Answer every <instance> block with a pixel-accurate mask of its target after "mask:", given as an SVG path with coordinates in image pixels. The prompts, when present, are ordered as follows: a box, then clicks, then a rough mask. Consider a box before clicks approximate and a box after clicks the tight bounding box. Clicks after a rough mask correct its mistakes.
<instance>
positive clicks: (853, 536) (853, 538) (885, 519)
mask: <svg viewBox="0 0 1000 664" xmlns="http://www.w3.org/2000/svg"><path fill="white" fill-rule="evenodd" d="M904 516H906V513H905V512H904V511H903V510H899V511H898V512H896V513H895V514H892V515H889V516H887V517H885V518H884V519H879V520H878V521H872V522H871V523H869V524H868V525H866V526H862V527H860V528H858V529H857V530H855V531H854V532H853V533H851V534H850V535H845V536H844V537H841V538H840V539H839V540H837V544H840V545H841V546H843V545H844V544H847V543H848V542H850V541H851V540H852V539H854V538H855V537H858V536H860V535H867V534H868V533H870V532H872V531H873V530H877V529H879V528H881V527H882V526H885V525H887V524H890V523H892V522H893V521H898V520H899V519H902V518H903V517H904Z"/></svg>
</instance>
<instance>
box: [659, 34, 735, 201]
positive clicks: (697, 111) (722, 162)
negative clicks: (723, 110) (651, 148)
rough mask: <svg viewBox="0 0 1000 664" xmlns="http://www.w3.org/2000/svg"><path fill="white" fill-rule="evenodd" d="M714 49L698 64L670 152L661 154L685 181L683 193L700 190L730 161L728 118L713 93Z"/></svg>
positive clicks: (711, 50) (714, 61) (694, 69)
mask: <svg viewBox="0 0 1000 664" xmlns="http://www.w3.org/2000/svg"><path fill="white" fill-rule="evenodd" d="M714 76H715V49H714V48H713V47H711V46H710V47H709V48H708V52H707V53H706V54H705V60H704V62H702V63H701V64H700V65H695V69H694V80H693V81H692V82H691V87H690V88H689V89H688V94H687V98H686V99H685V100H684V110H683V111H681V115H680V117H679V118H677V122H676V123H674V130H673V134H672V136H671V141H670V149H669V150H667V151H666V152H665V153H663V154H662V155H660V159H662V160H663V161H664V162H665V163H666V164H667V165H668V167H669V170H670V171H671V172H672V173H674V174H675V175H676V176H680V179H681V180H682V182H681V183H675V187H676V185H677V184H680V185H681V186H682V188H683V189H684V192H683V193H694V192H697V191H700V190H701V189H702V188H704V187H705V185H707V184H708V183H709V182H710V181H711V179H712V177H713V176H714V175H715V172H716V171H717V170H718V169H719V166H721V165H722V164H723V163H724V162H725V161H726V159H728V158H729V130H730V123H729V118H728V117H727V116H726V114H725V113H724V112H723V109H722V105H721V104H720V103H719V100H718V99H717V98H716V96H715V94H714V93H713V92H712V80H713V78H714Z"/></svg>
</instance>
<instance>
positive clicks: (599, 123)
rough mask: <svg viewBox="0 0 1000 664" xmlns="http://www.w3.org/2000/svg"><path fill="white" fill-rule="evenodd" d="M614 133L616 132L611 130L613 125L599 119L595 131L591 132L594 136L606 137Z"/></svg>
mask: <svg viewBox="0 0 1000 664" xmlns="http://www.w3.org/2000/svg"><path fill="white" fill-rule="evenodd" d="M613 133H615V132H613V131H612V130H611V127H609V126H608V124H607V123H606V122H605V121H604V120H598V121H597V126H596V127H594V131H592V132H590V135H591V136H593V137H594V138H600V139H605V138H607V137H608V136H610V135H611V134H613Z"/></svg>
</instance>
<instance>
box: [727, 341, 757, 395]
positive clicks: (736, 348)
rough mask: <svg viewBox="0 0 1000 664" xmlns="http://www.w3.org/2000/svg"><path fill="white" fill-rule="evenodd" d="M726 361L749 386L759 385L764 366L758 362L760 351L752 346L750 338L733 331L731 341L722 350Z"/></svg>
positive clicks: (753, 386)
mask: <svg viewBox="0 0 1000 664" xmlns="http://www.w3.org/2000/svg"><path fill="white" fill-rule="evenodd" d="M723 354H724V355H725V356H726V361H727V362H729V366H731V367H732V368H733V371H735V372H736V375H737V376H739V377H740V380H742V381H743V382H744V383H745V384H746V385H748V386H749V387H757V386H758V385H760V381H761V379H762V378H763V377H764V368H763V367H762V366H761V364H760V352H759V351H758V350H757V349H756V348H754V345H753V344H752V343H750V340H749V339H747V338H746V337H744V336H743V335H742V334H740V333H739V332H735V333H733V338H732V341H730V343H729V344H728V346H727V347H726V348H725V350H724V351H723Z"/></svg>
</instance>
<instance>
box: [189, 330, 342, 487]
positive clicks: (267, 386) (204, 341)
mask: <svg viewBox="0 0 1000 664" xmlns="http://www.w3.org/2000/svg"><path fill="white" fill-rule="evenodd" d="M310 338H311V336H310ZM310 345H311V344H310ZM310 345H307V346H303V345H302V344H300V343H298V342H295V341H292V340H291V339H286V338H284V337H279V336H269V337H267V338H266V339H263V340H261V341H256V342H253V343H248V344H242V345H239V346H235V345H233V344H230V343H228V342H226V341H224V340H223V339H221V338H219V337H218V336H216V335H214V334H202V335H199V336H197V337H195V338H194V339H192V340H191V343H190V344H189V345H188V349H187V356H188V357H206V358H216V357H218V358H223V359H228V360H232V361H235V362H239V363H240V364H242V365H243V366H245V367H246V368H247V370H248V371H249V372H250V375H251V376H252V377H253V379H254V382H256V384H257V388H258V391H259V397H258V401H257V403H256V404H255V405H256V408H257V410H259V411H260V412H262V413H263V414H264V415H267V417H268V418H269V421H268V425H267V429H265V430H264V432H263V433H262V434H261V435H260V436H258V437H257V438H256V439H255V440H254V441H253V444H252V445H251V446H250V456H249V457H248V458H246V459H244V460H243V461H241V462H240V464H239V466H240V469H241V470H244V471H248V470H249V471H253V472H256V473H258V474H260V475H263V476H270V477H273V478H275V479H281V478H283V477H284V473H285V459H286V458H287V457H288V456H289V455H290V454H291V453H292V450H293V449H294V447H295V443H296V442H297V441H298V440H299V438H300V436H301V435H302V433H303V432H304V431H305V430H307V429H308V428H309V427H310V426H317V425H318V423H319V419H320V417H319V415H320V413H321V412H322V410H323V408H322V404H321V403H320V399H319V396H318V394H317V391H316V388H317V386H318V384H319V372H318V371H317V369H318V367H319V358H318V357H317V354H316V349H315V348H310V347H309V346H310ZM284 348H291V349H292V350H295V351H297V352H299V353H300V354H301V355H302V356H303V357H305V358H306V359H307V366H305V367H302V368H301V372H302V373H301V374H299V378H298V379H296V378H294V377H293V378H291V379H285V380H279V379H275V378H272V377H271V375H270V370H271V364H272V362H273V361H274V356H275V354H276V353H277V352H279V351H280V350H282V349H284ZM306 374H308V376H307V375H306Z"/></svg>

* Your task
Word for word, every record must be given again.

* Written solution
Answer every <instance> block with a pixel-accurate mask of its target after "mask:", given as an SVG path with coordinates in image pixels. The prompts, when present, are ordered as follows: a box, then clicks, then a rough mask. Consider a box before clicks approximate and a box after clicks the tight bounding box. Clicks after a rough mask correct its mistakes.
<instance>
positive clicks: (853, 536) (853, 538) (885, 519)
mask: <svg viewBox="0 0 1000 664" xmlns="http://www.w3.org/2000/svg"><path fill="white" fill-rule="evenodd" d="M904 516H906V513H905V512H904V511H903V510H899V511H898V512H896V513H895V514H892V515H889V516H887V517H885V518H884V519H879V520H878V521H872V522H871V523H869V524H868V525H866V526H862V527H860V528H858V529H857V530H855V531H854V532H853V533H851V534H850V535H845V536H844V537H841V538H840V539H839V540H837V544H840V545H841V546H843V545H844V544H847V543H848V542H850V541H851V540H852V539H854V538H855V537H858V536H860V535H867V534H868V533H870V532H872V531H873V530H877V529H879V528H881V527H882V526H885V525H887V524H890V523H892V522H893V521H898V520H899V519H902V518H903V517H904Z"/></svg>
</instance>
<instance>
box: [659, 34, 735, 201]
positive clicks: (697, 111) (722, 162)
negative clicks: (723, 110) (651, 148)
rough mask: <svg viewBox="0 0 1000 664" xmlns="http://www.w3.org/2000/svg"><path fill="white" fill-rule="evenodd" d="M714 49L698 64L670 152L661 154L685 181L683 193L700 190L730 161L728 118L713 93Z"/></svg>
positive clicks: (711, 50) (714, 61) (694, 69)
mask: <svg viewBox="0 0 1000 664" xmlns="http://www.w3.org/2000/svg"><path fill="white" fill-rule="evenodd" d="M714 76H715V49H714V48H713V47H711V46H710V47H709V48H708V52H707V53H706V54H705V60H704V62H702V63H701V64H700V65H695V69H694V80H693V81H692V82H691V87H690V88H689V89H688V94H687V98H686V99H685V100H684V110H683V111H681V115H680V117H679V118H677V122H676V123H674V130H673V134H672V136H671V141H670V149H669V150H667V151H666V152H665V153H663V154H662V155H660V159H662V160H663V161H664V162H665V163H666V164H667V165H668V167H669V170H670V171H671V172H672V173H674V174H675V175H676V176H680V179H681V180H682V182H681V183H675V187H676V185H677V184H680V185H681V186H682V188H683V189H684V192H683V193H694V192H697V191H700V190H701V189H702V188H704V187H705V185H707V184H708V183H709V182H710V181H711V179H712V177H713V176H714V175H715V172H716V171H717V170H718V169H719V166H721V165H722V164H723V163H724V162H725V161H726V159H728V158H729V130H730V123H729V118H728V117H727V116H726V114H725V113H724V112H723V109H722V105H721V104H720V103H719V100H718V99H717V98H716V96H715V94H714V93H713V92H712V80H713V78H714Z"/></svg>
</instance>
<instance>
positive clicks: (599, 123)
rough mask: <svg viewBox="0 0 1000 664" xmlns="http://www.w3.org/2000/svg"><path fill="white" fill-rule="evenodd" d="M614 133L616 132L611 130L613 125L599 119L595 131L591 132L594 136L606 137Z"/></svg>
mask: <svg viewBox="0 0 1000 664" xmlns="http://www.w3.org/2000/svg"><path fill="white" fill-rule="evenodd" d="M613 133H615V132H613V131H612V130H611V127H609V126H608V124H607V123H606V122H605V121H604V120H598V121H597V126H596V127H594V131H592V132H590V135H591V136H593V137H594V138H600V139H605V138H607V137H608V136H610V135H611V134H613Z"/></svg>
</instance>
<instance>
box: [727, 341, 757, 395]
positive clicks: (736, 348)
rough mask: <svg viewBox="0 0 1000 664" xmlns="http://www.w3.org/2000/svg"><path fill="white" fill-rule="evenodd" d="M726 361L749 386L759 385L764 366L758 362L760 351L752 346L750 338L733 331L731 341L722 350Z"/></svg>
positive clicks: (753, 386)
mask: <svg viewBox="0 0 1000 664" xmlns="http://www.w3.org/2000/svg"><path fill="white" fill-rule="evenodd" d="M723 354H724V355H725V356H726V361H727V362H729V366H731V367H732V368H733V371H735V372H736V375H737V376H739V377H740V380H742V381H743V382H744V383H745V384H746V385H748V386H749V387H757V386H758V385H760V381H761V379H762V378H763V377H764V368H763V367H762V366H761V364H760V352H759V351H758V350H757V349H756V348H754V345H753V344H752V343H750V340H749V339H747V338H746V337H744V336H743V335H742V334H740V333H739V332H735V333H733V338H732V341H730V343H729V344H728V346H727V347H726V348H725V350H724V351H723Z"/></svg>
</instance>
<instance>
box: [189, 330, 342, 487]
positive clicks: (267, 386) (204, 341)
mask: <svg viewBox="0 0 1000 664" xmlns="http://www.w3.org/2000/svg"><path fill="white" fill-rule="evenodd" d="M310 338H311V336H310ZM310 345H311V344H310ZM310 345H307V346H303V345H302V344H300V343H298V342H295V341H292V340H291V339H286V338H284V337H279V336H269V337H267V338H266V339H263V340H261V341H256V342H253V343H248V344H242V345H239V346H235V345H233V344H230V343H228V342H226V341H224V340H223V339H221V338H219V337H218V336H216V335H214V334H202V335H199V336H197V337H195V338H194V339H192V340H191V343H190V344H189V345H188V349H187V356H188V357H206V358H216V357H218V358H223V359H228V360H232V361H235V362H239V363H240V364H242V365H243V366H245V367H246V368H247V370H248V371H249V372H250V375H251V376H252V377H253V379H254V382H256V384H257V388H258V391H259V397H258V401H257V403H256V404H255V405H256V408H257V410H259V411H260V412H262V413H263V414H264V415H267V417H268V418H269V421H268V425H267V429H265V430H264V432H263V433H262V434H261V435H260V436H258V437H257V438H256V439H255V440H254V441H253V444H252V445H251V446H250V456H249V457H248V458H246V459H244V460H243V461H241V462H240V464H239V466H240V469H241V470H244V471H248V470H249V471H253V472H256V473H258V474H260V475H263V476H270V477H273V478H275V479H281V478H283V477H284V473H285V459H286V458H287V457H288V456H289V455H290V454H291V453H292V450H293V449H294V447H295V443H296V442H297V441H298V440H299V438H300V436H301V435H302V433H303V432H304V431H305V430H307V429H308V428H309V427H310V426H317V425H318V423H319V419H320V417H319V415H320V413H321V412H322V410H323V408H322V404H321V403H320V399H319V396H318V394H317V391H316V388H317V386H318V384H319V372H318V371H317V369H318V367H319V358H318V357H317V354H316V349H315V348H310V347H309V346H310ZM284 348H291V349H292V350H295V351H297V352H299V353H300V354H301V355H302V356H303V357H305V358H306V359H307V366H305V367H302V368H301V372H302V373H301V374H299V378H298V379H296V378H294V377H293V378H291V379H285V380H279V379H275V378H272V377H271V375H270V370H271V364H272V362H273V361H274V356H275V354H276V353H277V352H279V351H280V350H282V349H284ZM306 374H308V376H307V375H306Z"/></svg>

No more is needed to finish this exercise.